**BRONTEKST**
• • • • • • •

"Voor futureproof ondernemen in flex"
SLUIT MENU

Wetsvoorstel toelating terbeschikkingstelling arbeidskrachten; Tweede Kamer pakt malafiditeit niet aan

Hoe is de politieke besluitvorming geweest, die heeft geleid tot het Wetsvoorstel toelating terbeschikkingstelling arbeidskrachten (WTTA)? Dat schetst Theo van Leeuwen in dit blog, het vierde deel in een serie over de WTTA.

Dit is mijn vierde, dit keer zeer uitgebreide, blog over het Wetsvoorstel toelating terbeschikkingstelling arbeidskrachten (WTTA). De eerste was de aankondiging van de artikelenserie. De tweede gaat over de vlag die de lading niet dekt; de vlag is “misstanden bij arbeidsmigranten in Nederland, voornamelijk arbeidsmigranten die laag- of ongeschoolde arbeid verrichten”. De lading is een wetsvoorstel dat eist dat ieder die arbeid ter beschikking stelt, zich moet laten certificeren. Gerichte handhaving op malafiditeit raakt uit beeld.

In mijn vorige, derde, blog heb ik mij verdiept in de cijfers en aantallen. Hoeveel uitzenders en detacheerders zijn er eigenlijk? Is er sprake van ‘wildgroei’ of worden de aantallen schromelijk overdreven? Welke groep vormt daadwerkelijk een risico? Volgens mijn analyse en berekening doen circa 300 uitzenders en detacheerders nu niet mee aan de vrijwillige SNA certificering. Naar die groep zou gericht de aandacht moeten gaan. Het WTTA vangnet gaat evenwel 15.000 ondernemingen controleren. Is dat effectief voor het opsporen en bestrijden van malafiditeit?

• • • • • • •

**GETOONDE INVOER**

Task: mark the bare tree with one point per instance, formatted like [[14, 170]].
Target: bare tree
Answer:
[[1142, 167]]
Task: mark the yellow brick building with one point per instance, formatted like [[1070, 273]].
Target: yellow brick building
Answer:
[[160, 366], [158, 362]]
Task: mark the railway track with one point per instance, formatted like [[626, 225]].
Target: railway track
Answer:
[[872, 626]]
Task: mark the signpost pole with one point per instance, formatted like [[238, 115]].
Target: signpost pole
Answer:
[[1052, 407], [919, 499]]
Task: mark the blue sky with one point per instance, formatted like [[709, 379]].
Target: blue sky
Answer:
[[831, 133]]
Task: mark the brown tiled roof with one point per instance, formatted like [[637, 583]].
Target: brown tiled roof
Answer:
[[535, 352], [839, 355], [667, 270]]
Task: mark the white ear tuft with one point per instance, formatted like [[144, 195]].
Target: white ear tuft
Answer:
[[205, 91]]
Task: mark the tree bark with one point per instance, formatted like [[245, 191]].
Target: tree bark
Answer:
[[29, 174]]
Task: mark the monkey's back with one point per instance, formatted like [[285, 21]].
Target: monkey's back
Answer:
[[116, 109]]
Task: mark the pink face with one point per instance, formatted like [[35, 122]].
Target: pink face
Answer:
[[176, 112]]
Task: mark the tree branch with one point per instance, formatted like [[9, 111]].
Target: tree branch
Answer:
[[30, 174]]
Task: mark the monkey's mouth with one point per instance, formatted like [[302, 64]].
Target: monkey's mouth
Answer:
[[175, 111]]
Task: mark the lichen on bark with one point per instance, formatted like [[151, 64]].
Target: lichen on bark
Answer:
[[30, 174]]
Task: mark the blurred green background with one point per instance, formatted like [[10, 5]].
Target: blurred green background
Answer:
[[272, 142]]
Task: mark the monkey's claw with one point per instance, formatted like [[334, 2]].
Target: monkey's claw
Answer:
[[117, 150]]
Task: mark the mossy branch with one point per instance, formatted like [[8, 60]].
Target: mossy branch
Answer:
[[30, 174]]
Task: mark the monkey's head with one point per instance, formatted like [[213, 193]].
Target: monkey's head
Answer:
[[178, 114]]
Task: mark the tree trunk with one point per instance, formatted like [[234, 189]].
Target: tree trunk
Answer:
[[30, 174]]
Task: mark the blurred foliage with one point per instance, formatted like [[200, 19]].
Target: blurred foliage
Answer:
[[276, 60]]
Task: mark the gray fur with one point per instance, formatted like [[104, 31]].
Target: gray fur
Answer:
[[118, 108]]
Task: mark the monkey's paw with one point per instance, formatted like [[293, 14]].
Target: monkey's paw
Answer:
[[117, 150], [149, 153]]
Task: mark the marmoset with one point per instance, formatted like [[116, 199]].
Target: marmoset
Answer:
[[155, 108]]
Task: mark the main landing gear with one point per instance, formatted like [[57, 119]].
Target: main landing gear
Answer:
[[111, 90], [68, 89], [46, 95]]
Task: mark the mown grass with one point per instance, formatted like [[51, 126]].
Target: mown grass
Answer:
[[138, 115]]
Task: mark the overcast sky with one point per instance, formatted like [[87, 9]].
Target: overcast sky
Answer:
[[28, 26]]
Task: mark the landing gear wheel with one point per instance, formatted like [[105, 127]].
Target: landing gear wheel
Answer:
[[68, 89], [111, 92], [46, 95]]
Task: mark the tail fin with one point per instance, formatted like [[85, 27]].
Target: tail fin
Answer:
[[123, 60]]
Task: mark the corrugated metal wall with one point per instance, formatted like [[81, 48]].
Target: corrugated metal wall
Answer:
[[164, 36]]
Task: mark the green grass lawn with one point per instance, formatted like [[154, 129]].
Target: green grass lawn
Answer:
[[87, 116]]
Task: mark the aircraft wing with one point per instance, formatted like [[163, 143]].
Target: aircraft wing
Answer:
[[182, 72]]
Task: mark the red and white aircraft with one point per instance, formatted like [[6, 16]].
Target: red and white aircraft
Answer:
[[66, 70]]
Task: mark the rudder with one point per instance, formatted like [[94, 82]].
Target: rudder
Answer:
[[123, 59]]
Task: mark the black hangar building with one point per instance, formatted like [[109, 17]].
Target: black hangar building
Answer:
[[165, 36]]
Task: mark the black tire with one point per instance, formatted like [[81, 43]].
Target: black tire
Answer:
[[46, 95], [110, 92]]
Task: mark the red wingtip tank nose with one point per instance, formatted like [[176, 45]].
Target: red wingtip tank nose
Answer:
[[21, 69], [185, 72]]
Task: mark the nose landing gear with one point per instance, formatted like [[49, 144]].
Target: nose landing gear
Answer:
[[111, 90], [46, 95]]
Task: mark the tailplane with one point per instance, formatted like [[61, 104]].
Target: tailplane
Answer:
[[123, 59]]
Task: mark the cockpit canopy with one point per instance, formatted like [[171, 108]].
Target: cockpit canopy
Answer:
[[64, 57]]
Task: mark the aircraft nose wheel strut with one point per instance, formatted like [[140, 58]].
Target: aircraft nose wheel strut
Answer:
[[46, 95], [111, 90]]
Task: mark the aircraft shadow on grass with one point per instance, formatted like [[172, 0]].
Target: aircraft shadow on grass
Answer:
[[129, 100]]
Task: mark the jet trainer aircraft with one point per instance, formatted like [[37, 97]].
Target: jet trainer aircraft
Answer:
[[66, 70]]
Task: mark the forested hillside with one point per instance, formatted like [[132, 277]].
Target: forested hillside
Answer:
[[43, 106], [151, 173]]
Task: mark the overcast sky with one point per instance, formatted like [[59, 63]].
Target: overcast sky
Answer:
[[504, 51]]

• • • • • • •

**OPDRACHT**
Schrijf de volledige brontekst over het Wetsvoorstel toelating terbeschikkingstelling arbeidskrachten woord voor woord over.

**ANTWOORD**
"Voor futureproof ondernemen in flex"
SLUIT MENU

Wetsvoorstel toelating terbeschikkingstelling arbeidskrachten; Tweede Kamer pakt malafiditeit niet aan

Hoe is de politieke besluitvorming geweest, die heeft geleid tot het Wetsvoorstel toelating terbeschikkingstelling arbeidskrachten (WTTA)? Dat schetst Theo van Leeuwen in dit blog, het vierde deel in een serie over de WTTA.

Dit is mijn vierde, dit keer zeer uitgebreide, blog over het Wetsvoorstel toelating terbeschikkingstelling arbeidskrachten (WTTA). De eerste was de aankondiging van de artikelenserie. De tweede gaat over de vlag die de lading niet dekt; de vlag is “misstanden bij arbeidsmigranten in Nederland, voornamelijk arbeidsmigranten die laag- of ongeschoolde arbeid verrichten”. De lading is een wetsvoorstel dat eist dat ieder die arbeid ter beschikking stelt, zich moet laten certificeren. Gerichte handhaving op malafiditeit raakt uit beeld.

In mijn vorige, derde, blog heb ik mij verdiept in de cijfers en aantallen. Hoeveel uitzenders en detacheerders zijn er eigenlijk? Is er sprake van ‘wildgroei’ of worden de aantallen schromelijk overdreven? Welke groep vormt daadwerkelijk een risico? Volgens mijn analyse en berekening doen circa 300 uitzenders en detacheerders nu niet mee aan de vrijwillige SNA certificering. Naar die groep zou gericht de aandacht moeten gaan. Het WTTA vangnet gaat evenwel 15.000 ondernemingen controleren. Is dat effectief voor het opsporen en bestrijden van malafiditeit?